Problem requirements: Copy the data that follows, exactly and completely.
== Information shown
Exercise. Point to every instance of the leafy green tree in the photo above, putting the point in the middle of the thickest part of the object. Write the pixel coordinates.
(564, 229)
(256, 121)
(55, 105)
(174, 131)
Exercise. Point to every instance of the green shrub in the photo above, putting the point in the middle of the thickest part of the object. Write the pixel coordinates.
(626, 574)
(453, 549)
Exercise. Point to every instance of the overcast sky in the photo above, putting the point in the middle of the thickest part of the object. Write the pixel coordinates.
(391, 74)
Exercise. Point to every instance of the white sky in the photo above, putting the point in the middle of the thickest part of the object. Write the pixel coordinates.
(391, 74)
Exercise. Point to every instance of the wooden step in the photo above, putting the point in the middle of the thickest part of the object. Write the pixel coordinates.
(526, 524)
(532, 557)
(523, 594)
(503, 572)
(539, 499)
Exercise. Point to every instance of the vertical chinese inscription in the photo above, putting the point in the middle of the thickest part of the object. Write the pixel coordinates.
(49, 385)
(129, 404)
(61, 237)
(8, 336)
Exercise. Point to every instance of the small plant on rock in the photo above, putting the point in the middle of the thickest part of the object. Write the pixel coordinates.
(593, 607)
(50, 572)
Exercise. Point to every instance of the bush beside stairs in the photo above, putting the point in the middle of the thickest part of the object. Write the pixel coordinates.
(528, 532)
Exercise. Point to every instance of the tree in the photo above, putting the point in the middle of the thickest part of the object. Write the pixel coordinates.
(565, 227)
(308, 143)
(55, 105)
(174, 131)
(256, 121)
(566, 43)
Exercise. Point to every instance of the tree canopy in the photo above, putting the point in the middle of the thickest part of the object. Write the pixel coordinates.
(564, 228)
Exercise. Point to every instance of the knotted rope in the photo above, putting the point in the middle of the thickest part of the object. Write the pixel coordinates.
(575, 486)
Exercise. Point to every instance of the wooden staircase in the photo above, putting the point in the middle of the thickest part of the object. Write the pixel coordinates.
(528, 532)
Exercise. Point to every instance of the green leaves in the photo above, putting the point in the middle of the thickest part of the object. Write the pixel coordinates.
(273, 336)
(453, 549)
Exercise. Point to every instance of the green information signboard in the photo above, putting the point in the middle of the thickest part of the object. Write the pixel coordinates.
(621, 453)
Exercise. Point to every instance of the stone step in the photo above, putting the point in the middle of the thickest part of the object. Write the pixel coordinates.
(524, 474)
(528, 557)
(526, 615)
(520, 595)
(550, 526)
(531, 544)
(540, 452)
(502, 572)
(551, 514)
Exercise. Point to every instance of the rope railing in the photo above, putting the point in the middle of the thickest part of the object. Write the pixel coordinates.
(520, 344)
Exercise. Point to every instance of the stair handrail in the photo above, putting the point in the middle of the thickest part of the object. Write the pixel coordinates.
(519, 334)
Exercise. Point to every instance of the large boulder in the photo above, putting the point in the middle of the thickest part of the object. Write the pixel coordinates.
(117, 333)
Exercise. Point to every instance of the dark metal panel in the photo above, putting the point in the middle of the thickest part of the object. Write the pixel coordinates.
====
Response:
Exercise. Point to every instance of the leafy green tree in the photo above, putting the point in the middle of the thickest part of the object. Write the pixel coordinates.
(564, 229)
(256, 121)
(55, 105)
(174, 131)
Exercise. Point to every instance of the green shrub in the photo above, putting the point in the middle of the thickest part of the object. Write the pixel coordinates.
(626, 574)
(453, 549)
Exercise. Point to every instance of the overcast sky in the photo above, putting the point in the middle of the thickest part of the object. Write the pixel coordinates.
(391, 74)
Exercise. Point to every instance of the white sky in the photo above, putting the point in the middle of the thickest part of the object. Write the pixel coordinates.
(391, 74)
Exercise. Point to every instance of the wooden step in the photo above, putting the point in the middle of the thickest part of the object. Write the pixel coordinates.
(526, 524)
(532, 557)
(523, 594)
(503, 572)
(539, 499)
Exercise. Point to every instance of the vertical chinese inscription in the photo above, putting the point in the middle of the thickest part of the object. Write the pixel coordinates.
(49, 385)
(129, 404)
(61, 237)
(8, 336)
Exercise. Point to every instance of the small plant on rock in the photo above, putting the point in the middle of the thickest part of the object. Write the pixel coordinates.
(593, 607)
(50, 572)
Exercise. Point to every instance of the bush beside stairs in the photo above, putting the point in the middle of the thickest part of the object. Write the pixel coordinates.
(528, 532)
Exercise. Point to every instance of the tree in the photo above, putting the point in the middle of the thickest part of the object. Write the pixel coordinates.
(565, 227)
(308, 143)
(55, 105)
(174, 131)
(256, 121)
(566, 43)
Exercise. Point to every instance of the tree canopy in the photo above, putting the point in the middle of the thickest part of the object. Write the pixel coordinates.
(564, 228)
Exercise. Point to every instance of the knotted rope in the photo above, putting the point in the middle of the thickest part of the object. Write the pixel coordinates.
(575, 486)
Exercise. Point to every instance of the wooden staircase in the photo above, putting the point in the middle of the thickest part of the object. Write the pixel coordinates.
(528, 532)
Exercise. Point to every instance of the green leaves in the photo above, putting the point in the middle of the thickest part of the object. Write the pixel coordinates.
(273, 336)
(453, 549)
Exercise. Point to every instance of the green information signboard in the photo above, putting the point in the middle of the thickest part of the object. Write the pixel coordinates.
(621, 453)
Exercise. Point to every instance of the stone step in the photo above, putting the point in the middle of the thickest part of the object. Write the pixel coordinates.
(524, 474)
(528, 557)
(526, 615)
(520, 595)
(550, 526)
(531, 544)
(540, 452)
(502, 572)
(551, 514)
Exercise. Point to every instance of the rope railing in the photo above, putting the point in the middle of the thickest part of the object. Write the pixel coordinates.
(520, 344)
Exercise. Point to every instance of the stair handrail in the photo above, putting the point in the middle of the thickest part of the object. Write the pixel coordinates.
(519, 334)
Exercise. Point to every instance of the large boulder in the photo above, putting the point in the middle of the thickest part of the object. Write the pixel coordinates.
(117, 333)
Exercise. Point to every instance of the dark metal panel in the photo above, putting the point in the middle of the thickest part of the object. Write the pixel coordinates.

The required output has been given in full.